Since Kotin’s team arrived at Energoatom, journalists, activists, and government watchdogs have documented a series of suspicious activities including the dumping of electricity on the market, the illegal dismissal of Energoatom’s independent anti-corruption official, and embezzlement of funds for the long-delayed spent-fuel repository.

Meanwhile, a slide back toward Russian influence is now feared concerning Ukraine’s Russian-designed and mostly Russian-fuelled nuclear plants. Ukrainian security analyst Pavel Kost, who several years ago praised Energoatom as one of the “quiet heroes” of post-Yanukovich Ukraine, last year called out the growing influence of “pro-Russian circles” and “silent sabotage” of crucial projects such as the spent-fuel repository.

It’s no surprise, then, that over half of Ukraine’s parliamentarians called last year for new leadership to improve Energoatom’s operations and assure nuclear safety.

Jeff Merrifield, a former U.S. Nuclear Regulatory Commission member and international nuclear consultant, likened the situation facing Ukraine’s nuclear plants to a “multilayer set of chess.” While he declined to address the specific accusations against Energoatom leaders, Merrifield said they “were not entirely surprising” based on some of the “unsavory” activity he’s observed in 20 years of work in both Ukraine and Russia.

------------------------------

- **Exercise task 1**:
Count the lines in the rows below that contain the string "interior", and give only that number.

------------------------------

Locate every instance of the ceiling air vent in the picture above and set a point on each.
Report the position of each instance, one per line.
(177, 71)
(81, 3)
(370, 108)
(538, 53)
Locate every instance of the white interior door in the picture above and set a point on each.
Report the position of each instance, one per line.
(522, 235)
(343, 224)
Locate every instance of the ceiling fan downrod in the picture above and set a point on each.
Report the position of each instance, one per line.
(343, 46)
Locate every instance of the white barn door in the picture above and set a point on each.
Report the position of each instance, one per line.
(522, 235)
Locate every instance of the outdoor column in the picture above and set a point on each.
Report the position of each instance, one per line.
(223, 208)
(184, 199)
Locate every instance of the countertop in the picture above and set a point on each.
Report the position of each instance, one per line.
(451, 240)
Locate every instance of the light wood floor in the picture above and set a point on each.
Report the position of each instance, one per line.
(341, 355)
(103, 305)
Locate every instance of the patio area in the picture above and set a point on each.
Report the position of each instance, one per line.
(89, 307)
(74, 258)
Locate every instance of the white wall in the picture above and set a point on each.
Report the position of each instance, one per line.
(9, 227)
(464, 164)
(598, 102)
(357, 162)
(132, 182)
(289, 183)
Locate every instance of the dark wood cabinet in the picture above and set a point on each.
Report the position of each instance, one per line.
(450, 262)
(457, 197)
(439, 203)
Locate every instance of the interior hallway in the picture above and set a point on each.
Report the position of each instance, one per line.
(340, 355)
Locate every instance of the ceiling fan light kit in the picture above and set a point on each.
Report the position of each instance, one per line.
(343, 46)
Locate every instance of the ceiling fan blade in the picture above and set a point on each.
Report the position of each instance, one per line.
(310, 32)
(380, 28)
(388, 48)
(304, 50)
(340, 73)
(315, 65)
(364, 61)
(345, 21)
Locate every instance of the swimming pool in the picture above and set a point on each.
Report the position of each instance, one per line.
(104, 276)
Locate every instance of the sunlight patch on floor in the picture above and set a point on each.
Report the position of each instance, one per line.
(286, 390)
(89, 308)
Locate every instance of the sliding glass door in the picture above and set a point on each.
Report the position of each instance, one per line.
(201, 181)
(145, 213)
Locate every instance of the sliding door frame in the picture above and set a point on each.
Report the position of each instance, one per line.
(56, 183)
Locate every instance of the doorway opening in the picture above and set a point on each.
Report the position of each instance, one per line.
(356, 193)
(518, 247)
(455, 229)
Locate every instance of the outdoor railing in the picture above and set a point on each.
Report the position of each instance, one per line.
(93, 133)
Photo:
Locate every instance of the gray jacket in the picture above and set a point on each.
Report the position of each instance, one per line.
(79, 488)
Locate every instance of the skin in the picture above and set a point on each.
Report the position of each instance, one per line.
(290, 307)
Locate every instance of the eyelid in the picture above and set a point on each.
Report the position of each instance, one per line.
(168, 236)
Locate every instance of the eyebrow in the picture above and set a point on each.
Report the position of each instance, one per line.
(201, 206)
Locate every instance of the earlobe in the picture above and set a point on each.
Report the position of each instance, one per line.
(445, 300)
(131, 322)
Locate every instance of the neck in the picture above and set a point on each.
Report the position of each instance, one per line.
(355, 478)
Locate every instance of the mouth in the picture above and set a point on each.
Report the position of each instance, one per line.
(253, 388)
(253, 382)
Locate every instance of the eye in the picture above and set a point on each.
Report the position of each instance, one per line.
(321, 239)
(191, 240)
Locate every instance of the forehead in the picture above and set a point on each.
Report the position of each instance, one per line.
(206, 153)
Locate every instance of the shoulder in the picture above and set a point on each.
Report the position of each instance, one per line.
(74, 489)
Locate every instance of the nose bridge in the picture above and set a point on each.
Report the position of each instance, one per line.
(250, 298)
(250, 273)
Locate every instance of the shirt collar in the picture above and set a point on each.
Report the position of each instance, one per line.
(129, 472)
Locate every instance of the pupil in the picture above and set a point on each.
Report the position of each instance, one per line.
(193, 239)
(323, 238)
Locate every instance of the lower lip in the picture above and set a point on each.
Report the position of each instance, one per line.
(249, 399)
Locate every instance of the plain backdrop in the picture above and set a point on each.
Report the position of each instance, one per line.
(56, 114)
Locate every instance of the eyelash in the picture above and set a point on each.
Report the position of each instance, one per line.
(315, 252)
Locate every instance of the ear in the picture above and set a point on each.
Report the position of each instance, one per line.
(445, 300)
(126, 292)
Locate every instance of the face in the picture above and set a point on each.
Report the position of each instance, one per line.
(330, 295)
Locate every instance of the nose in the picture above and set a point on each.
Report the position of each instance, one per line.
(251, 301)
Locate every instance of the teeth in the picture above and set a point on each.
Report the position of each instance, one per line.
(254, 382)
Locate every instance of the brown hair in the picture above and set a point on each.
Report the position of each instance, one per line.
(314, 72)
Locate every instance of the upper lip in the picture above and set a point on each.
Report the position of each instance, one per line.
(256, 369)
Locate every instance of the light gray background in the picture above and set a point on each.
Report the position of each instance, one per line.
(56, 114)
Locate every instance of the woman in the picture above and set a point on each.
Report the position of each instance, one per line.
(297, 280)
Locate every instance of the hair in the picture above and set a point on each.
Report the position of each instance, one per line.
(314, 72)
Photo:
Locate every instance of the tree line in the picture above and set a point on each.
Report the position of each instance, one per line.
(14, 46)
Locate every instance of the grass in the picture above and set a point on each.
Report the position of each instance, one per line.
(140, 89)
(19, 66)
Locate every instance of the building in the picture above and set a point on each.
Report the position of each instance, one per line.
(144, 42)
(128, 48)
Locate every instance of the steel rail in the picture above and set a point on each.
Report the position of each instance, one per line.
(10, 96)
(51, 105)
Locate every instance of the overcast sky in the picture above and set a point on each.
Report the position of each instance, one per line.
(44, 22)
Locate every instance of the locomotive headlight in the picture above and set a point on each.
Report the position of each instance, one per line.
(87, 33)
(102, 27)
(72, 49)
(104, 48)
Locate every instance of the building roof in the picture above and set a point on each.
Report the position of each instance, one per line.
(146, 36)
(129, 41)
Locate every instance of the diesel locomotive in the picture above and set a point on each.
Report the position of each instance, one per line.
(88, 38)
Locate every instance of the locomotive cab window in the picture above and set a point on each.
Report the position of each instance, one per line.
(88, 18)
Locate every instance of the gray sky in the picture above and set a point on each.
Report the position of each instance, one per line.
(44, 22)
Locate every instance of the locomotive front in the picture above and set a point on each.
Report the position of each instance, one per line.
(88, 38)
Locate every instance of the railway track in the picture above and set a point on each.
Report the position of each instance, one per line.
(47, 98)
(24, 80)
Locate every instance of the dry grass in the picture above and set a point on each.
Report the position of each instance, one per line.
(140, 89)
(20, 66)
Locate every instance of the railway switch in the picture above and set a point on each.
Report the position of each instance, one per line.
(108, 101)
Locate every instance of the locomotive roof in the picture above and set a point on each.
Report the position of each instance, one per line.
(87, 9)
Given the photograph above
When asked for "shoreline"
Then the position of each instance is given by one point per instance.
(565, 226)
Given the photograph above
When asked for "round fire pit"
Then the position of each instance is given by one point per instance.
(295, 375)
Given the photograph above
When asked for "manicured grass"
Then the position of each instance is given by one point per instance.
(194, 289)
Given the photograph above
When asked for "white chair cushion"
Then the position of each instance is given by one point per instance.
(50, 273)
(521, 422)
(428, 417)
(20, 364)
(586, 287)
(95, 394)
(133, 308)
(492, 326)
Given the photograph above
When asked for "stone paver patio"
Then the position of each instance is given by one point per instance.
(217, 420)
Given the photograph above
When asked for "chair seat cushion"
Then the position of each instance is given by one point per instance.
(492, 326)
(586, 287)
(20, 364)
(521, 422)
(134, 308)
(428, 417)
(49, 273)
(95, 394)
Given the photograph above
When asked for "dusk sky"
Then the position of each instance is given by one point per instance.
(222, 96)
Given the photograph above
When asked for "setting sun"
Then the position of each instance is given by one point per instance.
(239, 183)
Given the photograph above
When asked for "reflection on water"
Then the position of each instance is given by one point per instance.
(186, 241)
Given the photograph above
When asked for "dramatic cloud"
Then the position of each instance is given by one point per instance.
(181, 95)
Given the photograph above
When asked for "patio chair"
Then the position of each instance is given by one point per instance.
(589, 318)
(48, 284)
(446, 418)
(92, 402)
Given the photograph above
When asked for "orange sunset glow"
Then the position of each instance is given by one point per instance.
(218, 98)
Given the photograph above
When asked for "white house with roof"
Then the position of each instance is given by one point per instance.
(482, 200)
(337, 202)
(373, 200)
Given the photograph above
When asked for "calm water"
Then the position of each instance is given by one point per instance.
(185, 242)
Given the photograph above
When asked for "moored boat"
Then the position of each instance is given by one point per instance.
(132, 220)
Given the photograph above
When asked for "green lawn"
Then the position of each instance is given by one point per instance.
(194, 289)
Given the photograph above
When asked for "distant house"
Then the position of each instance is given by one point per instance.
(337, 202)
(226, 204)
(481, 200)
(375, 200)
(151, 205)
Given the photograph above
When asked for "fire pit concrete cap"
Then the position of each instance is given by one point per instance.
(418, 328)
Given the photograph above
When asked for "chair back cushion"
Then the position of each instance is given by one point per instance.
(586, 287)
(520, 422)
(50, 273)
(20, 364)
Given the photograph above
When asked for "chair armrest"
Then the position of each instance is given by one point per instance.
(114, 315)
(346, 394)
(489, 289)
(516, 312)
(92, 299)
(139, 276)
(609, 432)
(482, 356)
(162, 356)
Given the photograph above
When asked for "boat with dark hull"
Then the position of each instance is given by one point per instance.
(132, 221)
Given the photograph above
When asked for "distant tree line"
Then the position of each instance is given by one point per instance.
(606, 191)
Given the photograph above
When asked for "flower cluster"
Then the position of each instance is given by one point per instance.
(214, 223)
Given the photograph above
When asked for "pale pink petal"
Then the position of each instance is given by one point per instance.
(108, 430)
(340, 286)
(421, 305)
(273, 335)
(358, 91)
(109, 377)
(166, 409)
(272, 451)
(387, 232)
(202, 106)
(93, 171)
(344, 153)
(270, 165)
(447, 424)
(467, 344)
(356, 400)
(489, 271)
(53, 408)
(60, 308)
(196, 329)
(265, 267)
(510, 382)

------------------------------

- **Exercise task 2**:
Reproduce the entire Energoatom passage above, word for word.

- **Response 1**:
2

- **Response 2**:
Since Kotin’s team arrived at Energoatom, journalists, activists, and government watchdogs have documented a series of suspicious activities including the dumping of electricity on the market, the illegal dismissal of Energoatom’s independent anti-corruption official, and embezzlement of funds for the long-delayed spent-fuel repository.

Meanwhile, a slide back toward Russian influence is now feared concerning Ukraine’s Russian-designed and mostly Russian-fuelled nuclear plants. Ukrainian security analyst Pavel Kost, who several years ago praised Energoatom as one of the “quiet heroes” of post-Yanukovich Ukraine, last year called out the growing influence of “pro-Russian circles” and “silent sabotage” of crucial projects such as the spent-fuel repository.

It’s no surprise, then, that over half of Ukraine’s parliamentarians called last year for new leadership to improve Energoatom’s operations and assure nuclear safety.

Jeff Merrifield, a former U.S. Nuclear Regulatory Commission member and international nuclear consultant, likened the situation facing Ukraine’s nuclear plants to a “multilayer set of chess.” While he declined to address the specific accusations against Energoatom leaders, Merrifield said they “were not entirely surprising” based on some of the “unsavory” activity he’s observed in 20 years of work in both Ukraine and Russia.